— GOAL —
Substitute "last review" for "previous pass" throughout the rows below, and leave every other word unchanged.

** START OF RECORD EXTRACTS **

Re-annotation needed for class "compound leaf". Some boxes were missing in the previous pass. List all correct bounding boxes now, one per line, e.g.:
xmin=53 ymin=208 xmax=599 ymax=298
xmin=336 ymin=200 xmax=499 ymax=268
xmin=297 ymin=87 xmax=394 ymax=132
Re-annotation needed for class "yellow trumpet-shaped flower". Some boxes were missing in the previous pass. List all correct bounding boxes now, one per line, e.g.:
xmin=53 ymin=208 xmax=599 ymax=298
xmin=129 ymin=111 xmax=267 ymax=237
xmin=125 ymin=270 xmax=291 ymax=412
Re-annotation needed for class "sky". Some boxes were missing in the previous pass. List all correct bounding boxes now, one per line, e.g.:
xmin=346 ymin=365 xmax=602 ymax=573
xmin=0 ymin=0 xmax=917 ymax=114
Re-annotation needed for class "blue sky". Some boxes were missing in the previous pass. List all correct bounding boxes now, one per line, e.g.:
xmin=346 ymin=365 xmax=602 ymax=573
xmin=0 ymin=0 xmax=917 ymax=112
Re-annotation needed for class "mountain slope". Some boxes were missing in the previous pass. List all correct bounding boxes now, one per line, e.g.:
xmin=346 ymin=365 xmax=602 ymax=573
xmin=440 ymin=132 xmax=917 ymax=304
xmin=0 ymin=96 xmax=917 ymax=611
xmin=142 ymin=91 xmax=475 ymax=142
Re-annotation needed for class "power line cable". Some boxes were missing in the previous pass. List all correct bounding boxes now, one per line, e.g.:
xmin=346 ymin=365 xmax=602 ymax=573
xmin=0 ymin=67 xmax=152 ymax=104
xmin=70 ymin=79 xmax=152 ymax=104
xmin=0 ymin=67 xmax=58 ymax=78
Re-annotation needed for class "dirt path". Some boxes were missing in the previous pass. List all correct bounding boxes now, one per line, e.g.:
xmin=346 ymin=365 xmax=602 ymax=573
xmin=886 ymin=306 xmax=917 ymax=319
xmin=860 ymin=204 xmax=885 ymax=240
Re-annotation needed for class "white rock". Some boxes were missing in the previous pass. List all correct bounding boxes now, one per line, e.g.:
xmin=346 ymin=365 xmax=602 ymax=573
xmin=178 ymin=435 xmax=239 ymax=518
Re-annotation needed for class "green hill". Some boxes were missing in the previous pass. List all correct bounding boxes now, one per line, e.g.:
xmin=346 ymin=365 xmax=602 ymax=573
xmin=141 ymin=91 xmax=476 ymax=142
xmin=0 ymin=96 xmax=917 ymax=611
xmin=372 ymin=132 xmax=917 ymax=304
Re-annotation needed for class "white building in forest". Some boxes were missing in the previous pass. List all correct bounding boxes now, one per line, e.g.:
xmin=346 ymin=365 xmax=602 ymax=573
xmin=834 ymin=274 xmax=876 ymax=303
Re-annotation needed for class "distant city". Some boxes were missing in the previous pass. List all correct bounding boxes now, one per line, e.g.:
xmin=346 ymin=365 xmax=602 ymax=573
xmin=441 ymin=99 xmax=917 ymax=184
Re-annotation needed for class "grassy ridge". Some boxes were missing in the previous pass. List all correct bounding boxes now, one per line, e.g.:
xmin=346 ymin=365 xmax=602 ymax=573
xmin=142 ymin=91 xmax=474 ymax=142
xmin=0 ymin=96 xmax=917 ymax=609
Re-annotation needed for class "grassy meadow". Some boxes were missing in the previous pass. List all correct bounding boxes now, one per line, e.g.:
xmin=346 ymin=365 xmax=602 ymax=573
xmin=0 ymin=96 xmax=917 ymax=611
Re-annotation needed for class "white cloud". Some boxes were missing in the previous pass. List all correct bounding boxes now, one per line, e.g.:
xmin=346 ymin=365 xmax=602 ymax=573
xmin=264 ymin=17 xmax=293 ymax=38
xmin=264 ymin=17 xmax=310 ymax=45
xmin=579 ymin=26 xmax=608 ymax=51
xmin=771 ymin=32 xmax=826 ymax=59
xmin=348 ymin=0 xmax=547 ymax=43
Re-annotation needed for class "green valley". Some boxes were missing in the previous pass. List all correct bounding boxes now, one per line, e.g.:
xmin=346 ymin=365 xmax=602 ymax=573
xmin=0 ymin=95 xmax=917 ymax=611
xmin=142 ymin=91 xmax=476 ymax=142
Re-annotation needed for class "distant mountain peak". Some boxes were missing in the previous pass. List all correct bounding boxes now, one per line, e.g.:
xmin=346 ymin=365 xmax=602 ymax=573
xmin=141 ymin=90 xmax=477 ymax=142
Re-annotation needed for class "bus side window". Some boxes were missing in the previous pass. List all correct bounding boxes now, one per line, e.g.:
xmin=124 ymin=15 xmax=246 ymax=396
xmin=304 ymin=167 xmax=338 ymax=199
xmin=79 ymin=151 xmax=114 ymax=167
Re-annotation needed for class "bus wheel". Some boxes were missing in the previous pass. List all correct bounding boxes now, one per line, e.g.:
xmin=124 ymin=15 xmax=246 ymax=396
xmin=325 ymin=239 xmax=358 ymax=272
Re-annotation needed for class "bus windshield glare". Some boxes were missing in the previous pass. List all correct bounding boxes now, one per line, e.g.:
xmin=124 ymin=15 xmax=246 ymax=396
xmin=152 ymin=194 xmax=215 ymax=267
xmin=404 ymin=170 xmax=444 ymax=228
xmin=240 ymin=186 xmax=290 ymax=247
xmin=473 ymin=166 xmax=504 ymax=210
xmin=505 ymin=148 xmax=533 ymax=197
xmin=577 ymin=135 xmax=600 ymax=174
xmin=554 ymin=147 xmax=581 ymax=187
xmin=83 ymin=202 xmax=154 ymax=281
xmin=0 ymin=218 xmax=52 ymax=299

** END OF RECORD EXTRACTS **

— SOLUTION TO THE PROBLEM —
Re-annotation needed for class "compound leaf". Some boxes were missing in the last review. List all correct bounding boxes now, one per line, e.g.:
xmin=53 ymin=208 xmax=599 ymax=298
xmin=336 ymin=200 xmax=499 ymax=268
xmin=297 ymin=87 xmax=394 ymax=132
Re-annotation needed for class "yellow trumpet-shaped flower". Some boxes were missing in the last review. List all correct bounding boxes now, one per line, e.g.:
xmin=53 ymin=208 xmax=599 ymax=298
xmin=129 ymin=111 xmax=267 ymax=237
xmin=125 ymin=270 xmax=291 ymax=412
Re-annotation needed for class "sky". Some boxes were missing in the last review. List all correct bounding boxes now, one per line, e.g.:
xmin=346 ymin=365 xmax=602 ymax=573
xmin=0 ymin=0 xmax=917 ymax=114
Re-annotation needed for class "blue sky". Some boxes were missing in the last review. List all correct bounding boxes now, one per line, e.g.:
xmin=346 ymin=365 xmax=602 ymax=573
xmin=0 ymin=0 xmax=917 ymax=112
Re-annotation needed for class "mountain slope". Some boxes were missing in the last review. List all correct bounding boxes now, one per line, e.g.:
xmin=346 ymin=365 xmax=602 ymax=573
xmin=440 ymin=132 xmax=917 ymax=304
xmin=0 ymin=96 xmax=917 ymax=611
xmin=142 ymin=91 xmax=475 ymax=142
Re-annotation needed for class "power line cable". Some boxes were missing in the last review. List all correct bounding boxes now, one per line, e.g.:
xmin=346 ymin=365 xmax=602 ymax=573
xmin=0 ymin=67 xmax=152 ymax=104
xmin=70 ymin=79 xmax=152 ymax=104
xmin=0 ymin=67 xmax=58 ymax=78
Re-annotation needed for class "dirt path". Some boxes were missing in the last review. List all correct bounding boxes now, one per line, e.g.:
xmin=346 ymin=365 xmax=602 ymax=573
xmin=886 ymin=306 xmax=917 ymax=319
xmin=860 ymin=204 xmax=885 ymax=240
Re-annotation needed for class "white rock". Some boxes were missing in the last review. List all correct bounding boxes now, one per line, e.g.:
xmin=346 ymin=365 xmax=602 ymax=573
xmin=178 ymin=435 xmax=239 ymax=518
Re-annotation needed for class "green hill". Some boxes were missing in the last review. List all correct bounding boxes now, one per line, e.g.:
xmin=346 ymin=365 xmax=602 ymax=573
xmin=141 ymin=91 xmax=476 ymax=142
xmin=0 ymin=96 xmax=917 ymax=611
xmin=372 ymin=132 xmax=917 ymax=304
Re-annotation needed for class "white building in forest". Some boxes were missing in the last review. List all correct bounding boxes now, one per line, e.g.:
xmin=346 ymin=365 xmax=602 ymax=573
xmin=834 ymin=274 xmax=876 ymax=303
Re-annotation needed for class "distant city". Some boxes were missing in the last review. List all correct bounding boxes now, one per line, e.g.:
xmin=346 ymin=365 xmax=602 ymax=573
xmin=441 ymin=99 xmax=917 ymax=184
Re-annotation needed for class "grassy ridge". Some boxes were missing in the last review. List all correct bounding boxes now, one per line, e.g.:
xmin=346 ymin=365 xmax=602 ymax=573
xmin=142 ymin=91 xmax=474 ymax=142
xmin=0 ymin=96 xmax=917 ymax=609
Re-annotation needed for class "grassy meadow". Some boxes were missing in the last review. List all correct bounding boxes now, one per line, e.g.:
xmin=346 ymin=365 xmax=602 ymax=573
xmin=0 ymin=96 xmax=917 ymax=611
Re-annotation needed for class "white cloud". Some boxes were missing in the last review. List all correct bounding boxes now, one per line, e.g.:
xmin=346 ymin=365 xmax=602 ymax=573
xmin=264 ymin=17 xmax=293 ymax=38
xmin=264 ymin=17 xmax=310 ymax=45
xmin=579 ymin=26 xmax=608 ymax=51
xmin=771 ymin=32 xmax=826 ymax=59
xmin=348 ymin=0 xmax=547 ymax=43
Re-annotation needed for class "green valley". Some boxes were missing in the last review. List all correct bounding boxes now, one per line, e.g.:
xmin=346 ymin=365 xmax=602 ymax=573
xmin=0 ymin=95 xmax=917 ymax=611
xmin=142 ymin=91 xmax=476 ymax=142
Re-annotation needed for class "distant mountain peak". Some boxes were missing in the last review. List all correct bounding boxes now, one per line, e.g.:
xmin=346 ymin=365 xmax=602 ymax=573
xmin=141 ymin=90 xmax=477 ymax=142
Re-annotation needed for class "bus side window". Some boxes were missing in the last review. List all correct bounding boxes now, one per line, e.g.:
xmin=124 ymin=15 xmax=246 ymax=396
xmin=304 ymin=167 xmax=338 ymax=199
xmin=79 ymin=151 xmax=114 ymax=167
Re-annotation needed for class "bus wheel". Some boxes were missing in the last review. List all correct bounding boxes now, one per line, e.g.:
xmin=124 ymin=15 xmax=246 ymax=396
xmin=325 ymin=239 xmax=358 ymax=272
Re-annotation needed for class "bus windshield glare". Some boxes were missing in the last review. List all correct bounding boxes now, one per line, e.g.:
xmin=124 ymin=15 xmax=246 ymax=396
xmin=152 ymin=194 xmax=215 ymax=267
xmin=404 ymin=170 xmax=444 ymax=228
xmin=240 ymin=186 xmax=290 ymax=247
xmin=473 ymin=166 xmax=504 ymax=210
xmin=505 ymin=148 xmax=533 ymax=197
xmin=577 ymin=135 xmax=600 ymax=174
xmin=554 ymin=147 xmax=581 ymax=187
xmin=83 ymin=202 xmax=154 ymax=281
xmin=0 ymin=218 xmax=52 ymax=299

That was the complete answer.